Instructions for the task: According to the passage on mystery and complexity, who first conceived the Big Bang Theory?

Quoted passage:
"""

    One thought, though, about mystery and complexity. At the end of “Murder on the Orient Express,” Detective Poirot asks, “Do you want the simple solution?(which was false, but conveniently exculpatory of all but one) or Do you want the complex solution? (which was true, but implicated everyone). The truth sometimes hurts, as at the end of the war movie ATTACK!, when the captain has to confront the consequences, of what I saw, as his rightful actions. Apparently, he thought not There is no simple solution here : The human body has 37 trillion cells; 30 trillion are red blood cells. Each cell performs about one biochemical processes per second, moving an oxygen atom here, a hydrogen atom there, splicing two carbon atoms together. The human body is a complex system. The human brain, more so, and we don’t understand what human consciousness is. It’s a mystery. Philosophers wrestle with understanding it; embryologists wrestle explaining how in months one cell, the fertilized egg, becomes a human body with one trillion cells. Think that’s complex? How the heck did this whole universe evolve in a split second from something infinitely smaller than a hydrogen atom? Scientists, physicists, say it did. The Big Bang Theory was first conceived by Father Lemaitre then doubted but finally accepted by Albert Einstein. We all make mistakes! Think too: how did all of life on earth spring forth from some replicating molecules inside the first very small cell (lacking even a nucleus) adrift in some lava pool, or stuck in the muck of some bog, a few billion years ago ? Mysteries. Complexities.

    Every human body has 10X more bacteria than cells; most are benign or beneficial. Same with viruses, some do a lot of good; for example, some viruses are called bacteriophages that infect and kill bad bacteria; some can kill good bacteria, too, I reckon. (phages are harmless to animals, plants and humans, I’ve read.)A very small percent of bacteria and viruses are harmful enough to cause disease or epidemics. I read in National Geographic that there are 10,000 times more viruses on earth than there are starts in the universe, and read elsewhere that there are more stars in the universe than all the grains of sand on planet Earth. And very few of them harm us.

    We can’t insulate ourselves, or else our bodies will be less resistant to the sea of bacteria and viruses that live within and without us. We can’t be like Howard Hughes. We can’t wear Hazmat suits day and night. We can’t run and hide or lockdown whenever a bug or baddie threatens us. We’ve got to live in the real world. It makes us stronger. Even little babies living in the real world get stronger. We all want to live in the real world. We want to socialize and congregate and walk and run outside and climb trees and play football and go to concerts and dance.

    • william m. connolly

      each human cell performs about one billion biochemical processes per second, I read a long time ago

  3. Good luck to Boris and everyone else too.
    The problem with all these statistics is that no one knows what they mean. It is our nature to want this information even though it is insufficient to permit drawing any inferences. We have no idea how the larger untested population correlated to the tiny self-selected portion that gets tested.

    • william m. connolly

      The biostatisticians and epidemiologists work hard to eliminate selection biases, but it’s true they generally report their results with qualifiers: 95% confidence level; 98% confidence level. The good scientists always leave room for uncertainty. I was never that good with math, and concepts like regression analyses befuddled and baffled me, at times, at does quantum mechanics and such concepts as quantum entanglement. But the physicists say they’re true.
"""
Point localization data:
"""
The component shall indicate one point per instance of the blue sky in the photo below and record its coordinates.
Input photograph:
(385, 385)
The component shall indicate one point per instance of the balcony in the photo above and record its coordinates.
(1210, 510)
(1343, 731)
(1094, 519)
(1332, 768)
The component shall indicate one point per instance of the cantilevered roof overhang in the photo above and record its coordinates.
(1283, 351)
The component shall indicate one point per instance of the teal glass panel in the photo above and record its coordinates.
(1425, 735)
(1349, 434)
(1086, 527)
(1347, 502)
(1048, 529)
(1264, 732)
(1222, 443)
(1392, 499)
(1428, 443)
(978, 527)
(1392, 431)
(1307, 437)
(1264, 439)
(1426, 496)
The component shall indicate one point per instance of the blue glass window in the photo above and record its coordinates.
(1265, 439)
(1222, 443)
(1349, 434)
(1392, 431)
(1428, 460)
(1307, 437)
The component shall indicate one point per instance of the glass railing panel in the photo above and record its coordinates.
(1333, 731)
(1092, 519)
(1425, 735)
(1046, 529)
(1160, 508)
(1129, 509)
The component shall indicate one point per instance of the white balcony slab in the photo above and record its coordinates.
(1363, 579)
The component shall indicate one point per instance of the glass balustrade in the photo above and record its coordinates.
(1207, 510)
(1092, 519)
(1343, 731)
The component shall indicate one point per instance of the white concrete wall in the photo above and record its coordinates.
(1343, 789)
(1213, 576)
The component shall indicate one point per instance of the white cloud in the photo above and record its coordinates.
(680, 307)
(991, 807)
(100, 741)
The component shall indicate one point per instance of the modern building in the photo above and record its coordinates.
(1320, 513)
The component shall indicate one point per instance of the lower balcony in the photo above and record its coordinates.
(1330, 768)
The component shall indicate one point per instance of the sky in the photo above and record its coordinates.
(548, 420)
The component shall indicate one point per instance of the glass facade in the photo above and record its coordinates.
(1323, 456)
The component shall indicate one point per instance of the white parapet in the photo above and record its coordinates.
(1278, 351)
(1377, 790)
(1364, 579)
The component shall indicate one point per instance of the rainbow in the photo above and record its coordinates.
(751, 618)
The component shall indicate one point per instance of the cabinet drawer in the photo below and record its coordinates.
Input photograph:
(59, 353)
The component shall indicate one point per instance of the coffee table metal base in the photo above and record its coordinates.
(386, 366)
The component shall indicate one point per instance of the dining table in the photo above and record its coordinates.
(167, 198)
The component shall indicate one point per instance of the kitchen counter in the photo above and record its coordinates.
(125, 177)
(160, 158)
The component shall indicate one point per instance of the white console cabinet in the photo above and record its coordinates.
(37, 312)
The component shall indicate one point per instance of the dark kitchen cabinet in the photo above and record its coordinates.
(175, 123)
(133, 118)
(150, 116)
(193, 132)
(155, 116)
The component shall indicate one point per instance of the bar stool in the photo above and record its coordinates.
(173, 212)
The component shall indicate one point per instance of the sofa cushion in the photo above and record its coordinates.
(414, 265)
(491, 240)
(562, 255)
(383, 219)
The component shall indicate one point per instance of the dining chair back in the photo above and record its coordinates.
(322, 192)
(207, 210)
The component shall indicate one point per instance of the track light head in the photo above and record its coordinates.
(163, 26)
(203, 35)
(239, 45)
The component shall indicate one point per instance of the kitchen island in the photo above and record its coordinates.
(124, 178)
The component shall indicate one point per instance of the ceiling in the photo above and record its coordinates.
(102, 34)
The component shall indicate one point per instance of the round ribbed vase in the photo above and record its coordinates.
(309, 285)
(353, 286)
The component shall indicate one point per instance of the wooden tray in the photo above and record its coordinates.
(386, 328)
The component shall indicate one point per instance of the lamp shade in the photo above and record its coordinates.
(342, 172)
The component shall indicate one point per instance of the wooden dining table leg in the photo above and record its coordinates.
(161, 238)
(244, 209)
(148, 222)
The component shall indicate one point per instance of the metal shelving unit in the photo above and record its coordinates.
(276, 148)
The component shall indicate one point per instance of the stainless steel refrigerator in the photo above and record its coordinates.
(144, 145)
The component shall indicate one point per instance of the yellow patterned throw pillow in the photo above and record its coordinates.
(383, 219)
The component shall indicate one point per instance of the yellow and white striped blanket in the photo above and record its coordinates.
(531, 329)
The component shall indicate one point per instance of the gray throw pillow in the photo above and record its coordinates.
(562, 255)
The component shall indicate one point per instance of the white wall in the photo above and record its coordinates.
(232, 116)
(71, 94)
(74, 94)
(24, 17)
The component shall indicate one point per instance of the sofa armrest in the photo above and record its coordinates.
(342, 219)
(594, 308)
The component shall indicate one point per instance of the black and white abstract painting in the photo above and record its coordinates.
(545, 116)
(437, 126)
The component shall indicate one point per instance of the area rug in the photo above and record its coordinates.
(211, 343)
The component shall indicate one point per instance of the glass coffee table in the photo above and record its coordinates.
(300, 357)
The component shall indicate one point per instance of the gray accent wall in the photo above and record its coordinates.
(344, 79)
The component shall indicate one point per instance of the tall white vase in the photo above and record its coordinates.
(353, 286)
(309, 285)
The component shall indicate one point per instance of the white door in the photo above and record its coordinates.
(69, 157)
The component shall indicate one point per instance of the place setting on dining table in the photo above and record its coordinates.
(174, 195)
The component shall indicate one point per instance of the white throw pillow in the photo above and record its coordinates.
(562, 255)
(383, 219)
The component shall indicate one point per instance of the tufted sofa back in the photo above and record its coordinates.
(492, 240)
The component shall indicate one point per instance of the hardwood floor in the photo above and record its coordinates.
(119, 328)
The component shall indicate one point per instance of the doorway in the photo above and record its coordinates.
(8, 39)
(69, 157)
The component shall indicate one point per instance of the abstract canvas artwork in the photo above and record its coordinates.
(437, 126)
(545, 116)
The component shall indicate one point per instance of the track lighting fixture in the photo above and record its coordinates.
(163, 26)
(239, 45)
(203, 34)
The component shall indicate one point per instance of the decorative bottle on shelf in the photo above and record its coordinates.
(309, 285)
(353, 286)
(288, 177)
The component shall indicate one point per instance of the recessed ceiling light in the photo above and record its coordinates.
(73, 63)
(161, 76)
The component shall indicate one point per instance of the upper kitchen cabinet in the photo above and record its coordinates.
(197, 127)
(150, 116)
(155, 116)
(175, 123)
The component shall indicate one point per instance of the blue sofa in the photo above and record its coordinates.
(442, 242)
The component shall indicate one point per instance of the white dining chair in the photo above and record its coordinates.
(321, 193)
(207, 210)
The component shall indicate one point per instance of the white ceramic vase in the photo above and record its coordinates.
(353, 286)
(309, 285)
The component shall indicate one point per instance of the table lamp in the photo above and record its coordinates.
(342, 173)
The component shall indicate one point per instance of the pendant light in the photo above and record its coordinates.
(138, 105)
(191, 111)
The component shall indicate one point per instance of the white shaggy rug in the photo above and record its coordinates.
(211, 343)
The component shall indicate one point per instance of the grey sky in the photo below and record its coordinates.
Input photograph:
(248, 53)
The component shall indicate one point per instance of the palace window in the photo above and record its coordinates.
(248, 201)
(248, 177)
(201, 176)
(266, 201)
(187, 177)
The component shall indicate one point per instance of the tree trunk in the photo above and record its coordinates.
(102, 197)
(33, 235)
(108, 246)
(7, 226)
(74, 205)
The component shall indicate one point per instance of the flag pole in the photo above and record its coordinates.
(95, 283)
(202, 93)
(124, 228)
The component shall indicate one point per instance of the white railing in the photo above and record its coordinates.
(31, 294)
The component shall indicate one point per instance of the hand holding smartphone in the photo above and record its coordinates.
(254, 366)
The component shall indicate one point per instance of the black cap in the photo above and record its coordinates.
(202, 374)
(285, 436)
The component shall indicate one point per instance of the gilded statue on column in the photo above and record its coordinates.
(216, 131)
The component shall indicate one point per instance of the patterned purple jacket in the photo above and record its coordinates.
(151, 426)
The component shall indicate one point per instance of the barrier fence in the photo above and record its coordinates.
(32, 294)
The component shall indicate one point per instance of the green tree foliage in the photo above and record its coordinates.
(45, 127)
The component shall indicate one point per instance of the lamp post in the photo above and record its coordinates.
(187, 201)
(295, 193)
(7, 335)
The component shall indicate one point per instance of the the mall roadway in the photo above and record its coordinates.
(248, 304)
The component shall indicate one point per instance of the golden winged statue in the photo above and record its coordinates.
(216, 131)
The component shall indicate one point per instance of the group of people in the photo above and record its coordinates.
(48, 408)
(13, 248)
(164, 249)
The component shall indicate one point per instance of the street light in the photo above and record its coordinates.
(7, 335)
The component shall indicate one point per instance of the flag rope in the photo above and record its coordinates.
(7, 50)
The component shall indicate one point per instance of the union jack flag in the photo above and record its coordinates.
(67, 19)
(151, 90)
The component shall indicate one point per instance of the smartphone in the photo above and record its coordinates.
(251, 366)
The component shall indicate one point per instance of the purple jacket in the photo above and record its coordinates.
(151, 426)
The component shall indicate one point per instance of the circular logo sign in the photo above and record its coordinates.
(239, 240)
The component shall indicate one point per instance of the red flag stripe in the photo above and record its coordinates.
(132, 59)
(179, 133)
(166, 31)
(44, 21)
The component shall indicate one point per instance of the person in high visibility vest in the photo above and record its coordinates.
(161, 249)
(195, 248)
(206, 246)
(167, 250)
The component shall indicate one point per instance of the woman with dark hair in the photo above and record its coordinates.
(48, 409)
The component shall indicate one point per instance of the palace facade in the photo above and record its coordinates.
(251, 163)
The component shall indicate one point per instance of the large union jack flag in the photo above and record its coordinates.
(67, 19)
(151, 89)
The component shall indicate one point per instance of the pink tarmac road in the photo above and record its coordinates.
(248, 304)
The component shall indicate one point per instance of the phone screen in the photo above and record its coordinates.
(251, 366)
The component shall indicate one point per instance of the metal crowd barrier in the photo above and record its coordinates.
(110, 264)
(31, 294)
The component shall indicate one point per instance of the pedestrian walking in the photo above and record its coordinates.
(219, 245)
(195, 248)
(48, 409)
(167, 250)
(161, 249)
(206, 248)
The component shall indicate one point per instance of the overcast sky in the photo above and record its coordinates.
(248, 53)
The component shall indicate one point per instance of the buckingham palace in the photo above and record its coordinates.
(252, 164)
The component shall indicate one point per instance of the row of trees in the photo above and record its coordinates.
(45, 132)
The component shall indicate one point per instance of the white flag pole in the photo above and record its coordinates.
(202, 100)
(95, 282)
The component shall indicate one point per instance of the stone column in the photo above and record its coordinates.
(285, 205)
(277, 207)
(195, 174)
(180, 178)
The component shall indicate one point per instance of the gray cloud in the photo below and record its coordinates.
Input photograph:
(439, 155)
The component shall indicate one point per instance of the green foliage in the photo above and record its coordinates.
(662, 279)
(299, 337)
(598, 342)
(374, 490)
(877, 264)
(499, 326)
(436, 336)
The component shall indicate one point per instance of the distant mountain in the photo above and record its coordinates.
"""
Written solution: Father Lemaitre